EXERCISE GOAL
Records follow. Select each line holding "jacket".

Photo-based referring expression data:
*** Begin section ***

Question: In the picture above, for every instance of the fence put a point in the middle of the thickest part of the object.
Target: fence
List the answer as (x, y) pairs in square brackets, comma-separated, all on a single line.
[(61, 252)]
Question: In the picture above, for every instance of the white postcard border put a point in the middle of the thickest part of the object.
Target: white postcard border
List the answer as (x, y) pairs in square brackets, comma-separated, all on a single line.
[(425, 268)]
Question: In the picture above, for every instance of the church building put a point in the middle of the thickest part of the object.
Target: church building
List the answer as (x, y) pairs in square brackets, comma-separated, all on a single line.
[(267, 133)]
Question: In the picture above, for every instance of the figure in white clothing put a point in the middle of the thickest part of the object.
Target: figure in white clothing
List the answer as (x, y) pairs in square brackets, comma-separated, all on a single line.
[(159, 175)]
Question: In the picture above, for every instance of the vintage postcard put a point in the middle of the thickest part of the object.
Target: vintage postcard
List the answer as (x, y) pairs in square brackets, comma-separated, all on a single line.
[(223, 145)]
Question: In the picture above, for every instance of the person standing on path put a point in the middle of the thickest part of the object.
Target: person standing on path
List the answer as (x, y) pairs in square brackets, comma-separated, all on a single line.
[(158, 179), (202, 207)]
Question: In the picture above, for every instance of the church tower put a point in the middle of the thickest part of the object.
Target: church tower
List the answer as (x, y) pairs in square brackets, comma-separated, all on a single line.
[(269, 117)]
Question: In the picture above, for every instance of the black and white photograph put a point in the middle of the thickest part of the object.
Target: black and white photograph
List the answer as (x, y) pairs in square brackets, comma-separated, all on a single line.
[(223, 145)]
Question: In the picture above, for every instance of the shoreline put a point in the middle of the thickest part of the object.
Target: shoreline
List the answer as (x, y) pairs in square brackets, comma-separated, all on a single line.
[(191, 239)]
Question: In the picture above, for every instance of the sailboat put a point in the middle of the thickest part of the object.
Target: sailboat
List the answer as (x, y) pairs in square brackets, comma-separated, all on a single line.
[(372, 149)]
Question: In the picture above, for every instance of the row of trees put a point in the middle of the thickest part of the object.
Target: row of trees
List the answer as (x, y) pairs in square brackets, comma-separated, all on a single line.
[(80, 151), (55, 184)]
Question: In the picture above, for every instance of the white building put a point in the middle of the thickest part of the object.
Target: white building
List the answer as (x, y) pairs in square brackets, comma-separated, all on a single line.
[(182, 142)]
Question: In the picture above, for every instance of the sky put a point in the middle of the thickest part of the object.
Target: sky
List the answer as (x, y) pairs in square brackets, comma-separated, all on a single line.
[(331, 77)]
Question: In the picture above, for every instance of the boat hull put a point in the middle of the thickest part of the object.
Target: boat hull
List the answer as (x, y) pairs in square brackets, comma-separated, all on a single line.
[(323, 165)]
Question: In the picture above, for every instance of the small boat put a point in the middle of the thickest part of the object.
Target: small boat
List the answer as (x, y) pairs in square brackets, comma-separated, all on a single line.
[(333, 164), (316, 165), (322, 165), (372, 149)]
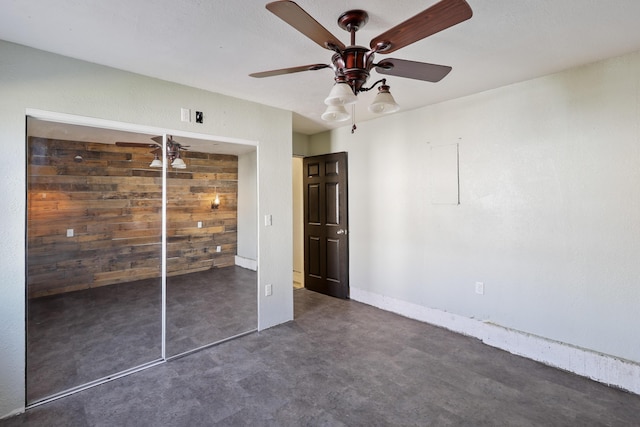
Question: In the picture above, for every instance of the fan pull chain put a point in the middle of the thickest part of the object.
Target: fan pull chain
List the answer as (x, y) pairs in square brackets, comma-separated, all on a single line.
[(353, 118)]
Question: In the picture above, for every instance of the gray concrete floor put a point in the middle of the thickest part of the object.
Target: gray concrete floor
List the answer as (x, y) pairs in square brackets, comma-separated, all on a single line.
[(82, 336), (342, 363)]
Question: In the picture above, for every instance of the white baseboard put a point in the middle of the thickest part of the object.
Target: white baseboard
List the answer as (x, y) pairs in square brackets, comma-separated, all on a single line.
[(600, 367), (250, 264)]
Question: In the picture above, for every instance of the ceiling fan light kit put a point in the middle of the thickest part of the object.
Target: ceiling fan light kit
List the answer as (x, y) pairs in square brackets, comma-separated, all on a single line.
[(172, 153), (352, 64)]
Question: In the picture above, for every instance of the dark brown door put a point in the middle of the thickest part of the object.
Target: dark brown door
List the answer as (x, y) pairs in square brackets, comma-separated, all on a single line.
[(326, 245)]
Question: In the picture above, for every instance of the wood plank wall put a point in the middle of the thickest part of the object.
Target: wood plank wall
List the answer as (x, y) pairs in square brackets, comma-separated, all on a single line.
[(112, 201)]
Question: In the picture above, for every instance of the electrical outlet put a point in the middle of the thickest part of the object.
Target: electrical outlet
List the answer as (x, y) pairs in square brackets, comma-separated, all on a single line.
[(185, 114)]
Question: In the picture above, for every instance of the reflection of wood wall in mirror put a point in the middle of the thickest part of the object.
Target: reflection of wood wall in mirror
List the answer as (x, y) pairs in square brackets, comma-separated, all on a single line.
[(112, 202)]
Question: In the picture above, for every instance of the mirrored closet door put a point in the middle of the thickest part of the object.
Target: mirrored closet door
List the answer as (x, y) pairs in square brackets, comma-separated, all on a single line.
[(131, 254), (94, 232), (209, 298)]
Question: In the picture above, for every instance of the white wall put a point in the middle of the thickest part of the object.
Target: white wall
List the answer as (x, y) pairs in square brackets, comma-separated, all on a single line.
[(549, 214), (39, 80)]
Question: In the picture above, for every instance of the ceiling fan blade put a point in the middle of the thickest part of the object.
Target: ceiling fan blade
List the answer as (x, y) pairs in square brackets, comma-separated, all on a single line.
[(438, 17), (136, 144), (290, 70), (295, 16), (412, 69)]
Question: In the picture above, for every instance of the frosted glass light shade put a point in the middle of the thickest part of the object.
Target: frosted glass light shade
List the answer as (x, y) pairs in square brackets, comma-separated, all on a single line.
[(341, 94), (178, 163), (384, 103), (335, 113)]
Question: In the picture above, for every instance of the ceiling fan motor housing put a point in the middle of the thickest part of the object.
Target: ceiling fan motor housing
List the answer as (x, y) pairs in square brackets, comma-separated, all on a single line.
[(354, 64)]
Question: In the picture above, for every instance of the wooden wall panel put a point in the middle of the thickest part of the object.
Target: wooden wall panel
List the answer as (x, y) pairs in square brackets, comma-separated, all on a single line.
[(112, 200)]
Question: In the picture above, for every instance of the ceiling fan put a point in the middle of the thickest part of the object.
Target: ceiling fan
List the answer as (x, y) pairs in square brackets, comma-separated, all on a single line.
[(352, 64), (172, 154)]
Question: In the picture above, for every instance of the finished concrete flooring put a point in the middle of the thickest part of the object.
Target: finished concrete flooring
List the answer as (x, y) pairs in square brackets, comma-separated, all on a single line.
[(343, 363)]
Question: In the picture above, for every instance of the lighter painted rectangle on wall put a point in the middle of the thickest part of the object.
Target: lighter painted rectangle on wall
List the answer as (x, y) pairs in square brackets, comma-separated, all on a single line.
[(444, 175)]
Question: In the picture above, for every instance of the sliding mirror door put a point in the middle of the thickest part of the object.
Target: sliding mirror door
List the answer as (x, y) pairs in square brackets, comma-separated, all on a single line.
[(209, 297), (94, 256)]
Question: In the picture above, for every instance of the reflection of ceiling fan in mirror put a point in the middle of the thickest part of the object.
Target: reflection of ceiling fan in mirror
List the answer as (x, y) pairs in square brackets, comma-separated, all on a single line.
[(172, 154), (352, 64)]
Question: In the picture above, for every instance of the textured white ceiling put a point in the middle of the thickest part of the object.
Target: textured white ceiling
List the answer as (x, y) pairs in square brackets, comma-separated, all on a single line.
[(215, 44)]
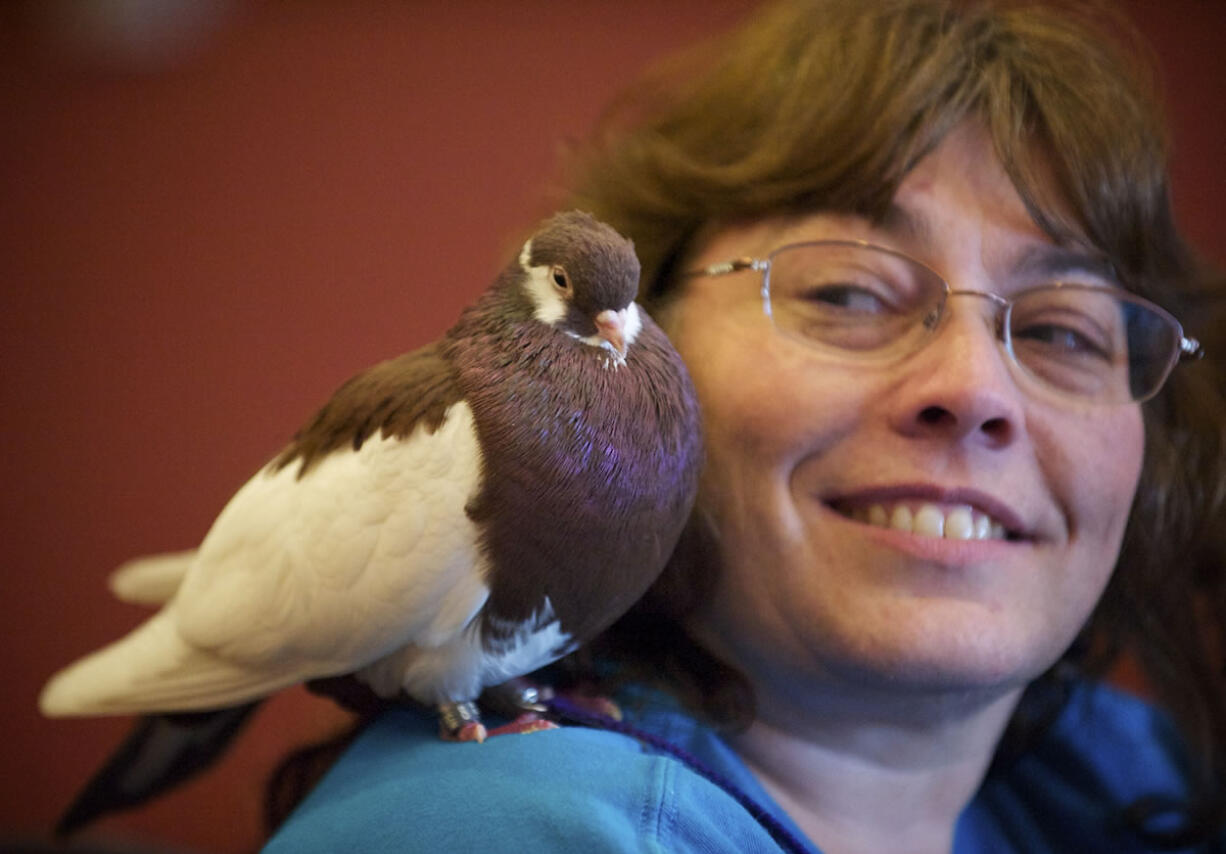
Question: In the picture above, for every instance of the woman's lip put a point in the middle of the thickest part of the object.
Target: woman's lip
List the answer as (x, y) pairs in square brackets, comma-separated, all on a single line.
[(894, 494)]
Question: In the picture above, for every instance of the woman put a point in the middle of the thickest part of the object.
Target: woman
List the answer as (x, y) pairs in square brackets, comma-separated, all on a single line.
[(912, 253)]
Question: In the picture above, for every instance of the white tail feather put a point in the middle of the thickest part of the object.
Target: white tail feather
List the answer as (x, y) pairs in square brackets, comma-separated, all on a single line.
[(153, 669), (151, 580)]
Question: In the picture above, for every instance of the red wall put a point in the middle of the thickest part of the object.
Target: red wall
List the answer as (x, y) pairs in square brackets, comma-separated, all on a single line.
[(197, 245)]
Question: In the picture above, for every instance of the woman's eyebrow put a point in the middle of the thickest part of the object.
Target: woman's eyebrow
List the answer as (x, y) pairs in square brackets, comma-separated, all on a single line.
[(1040, 260), (1051, 261)]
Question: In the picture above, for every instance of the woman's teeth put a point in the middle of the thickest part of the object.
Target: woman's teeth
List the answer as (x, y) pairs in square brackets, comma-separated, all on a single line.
[(929, 520)]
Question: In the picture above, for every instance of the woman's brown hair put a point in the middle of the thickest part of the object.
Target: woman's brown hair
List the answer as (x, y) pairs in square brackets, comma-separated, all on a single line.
[(828, 104)]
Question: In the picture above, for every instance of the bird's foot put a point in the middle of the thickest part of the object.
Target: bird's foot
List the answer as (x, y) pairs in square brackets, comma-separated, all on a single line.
[(460, 722), (529, 722)]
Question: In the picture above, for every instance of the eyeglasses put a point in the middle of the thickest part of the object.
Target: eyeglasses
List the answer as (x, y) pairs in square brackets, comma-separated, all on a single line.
[(1088, 341)]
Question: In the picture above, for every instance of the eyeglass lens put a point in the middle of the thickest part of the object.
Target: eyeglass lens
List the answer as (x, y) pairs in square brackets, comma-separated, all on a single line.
[(1085, 340)]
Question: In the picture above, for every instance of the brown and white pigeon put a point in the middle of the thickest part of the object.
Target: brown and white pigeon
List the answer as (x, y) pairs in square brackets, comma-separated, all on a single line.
[(450, 520)]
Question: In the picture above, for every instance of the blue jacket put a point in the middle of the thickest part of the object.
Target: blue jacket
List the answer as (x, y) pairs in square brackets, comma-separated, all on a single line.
[(399, 788)]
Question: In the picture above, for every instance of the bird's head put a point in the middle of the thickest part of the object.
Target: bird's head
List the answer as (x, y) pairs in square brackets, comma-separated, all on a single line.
[(581, 278)]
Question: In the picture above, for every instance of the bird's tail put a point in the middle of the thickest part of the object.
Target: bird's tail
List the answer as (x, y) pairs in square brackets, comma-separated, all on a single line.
[(152, 580), (161, 752), (153, 669)]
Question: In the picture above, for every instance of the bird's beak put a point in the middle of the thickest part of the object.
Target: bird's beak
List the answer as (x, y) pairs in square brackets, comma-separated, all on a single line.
[(611, 326)]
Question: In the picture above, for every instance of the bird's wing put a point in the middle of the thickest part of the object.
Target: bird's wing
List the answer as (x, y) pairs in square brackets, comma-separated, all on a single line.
[(309, 571)]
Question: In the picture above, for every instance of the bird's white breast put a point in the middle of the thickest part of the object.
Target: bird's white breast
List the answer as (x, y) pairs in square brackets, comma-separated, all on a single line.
[(372, 549)]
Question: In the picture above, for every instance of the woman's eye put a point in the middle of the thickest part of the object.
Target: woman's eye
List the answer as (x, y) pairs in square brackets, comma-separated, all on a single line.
[(850, 298), (1063, 340)]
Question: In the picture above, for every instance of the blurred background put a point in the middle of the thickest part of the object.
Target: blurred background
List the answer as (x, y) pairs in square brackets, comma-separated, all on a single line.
[(213, 212)]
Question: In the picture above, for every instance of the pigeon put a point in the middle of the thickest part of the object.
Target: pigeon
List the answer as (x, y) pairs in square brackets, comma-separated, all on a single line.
[(449, 521)]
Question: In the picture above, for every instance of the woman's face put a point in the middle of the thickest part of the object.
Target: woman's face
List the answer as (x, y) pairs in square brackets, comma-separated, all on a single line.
[(798, 440)]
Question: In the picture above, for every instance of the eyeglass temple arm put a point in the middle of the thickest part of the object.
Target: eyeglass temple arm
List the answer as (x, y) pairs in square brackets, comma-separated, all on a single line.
[(1191, 348), (732, 266)]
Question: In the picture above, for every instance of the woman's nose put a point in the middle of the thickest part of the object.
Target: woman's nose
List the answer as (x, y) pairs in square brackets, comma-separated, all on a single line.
[(959, 386)]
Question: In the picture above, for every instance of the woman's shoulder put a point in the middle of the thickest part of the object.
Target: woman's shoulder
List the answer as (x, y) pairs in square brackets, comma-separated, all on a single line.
[(1107, 751), (400, 788)]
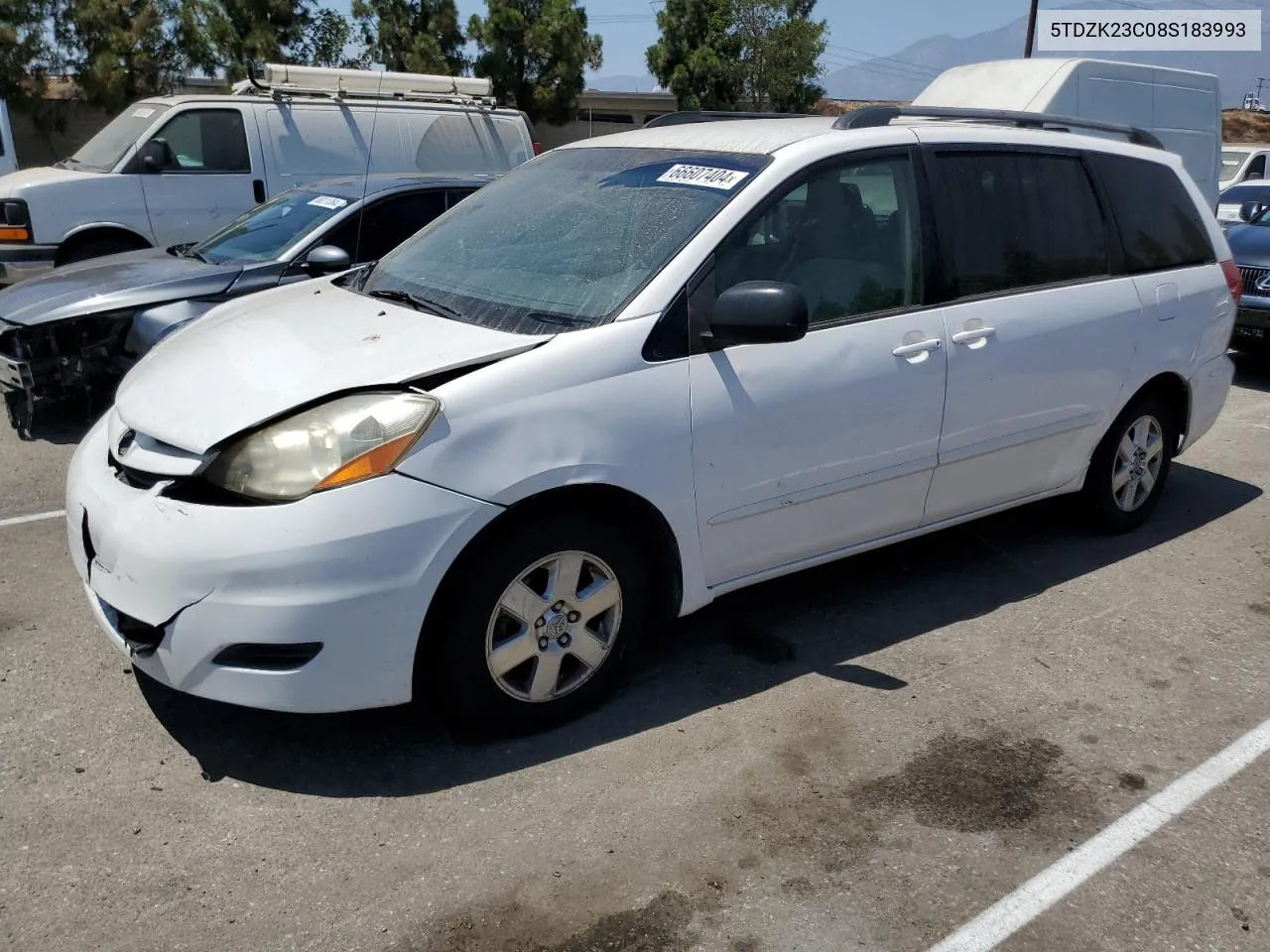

*** End section ***

WRITTEN RESPONSE
Question: In the picture above, for every instance of the blue jacket put a point in the middle of the thickest part of the object.
Target: blue jacket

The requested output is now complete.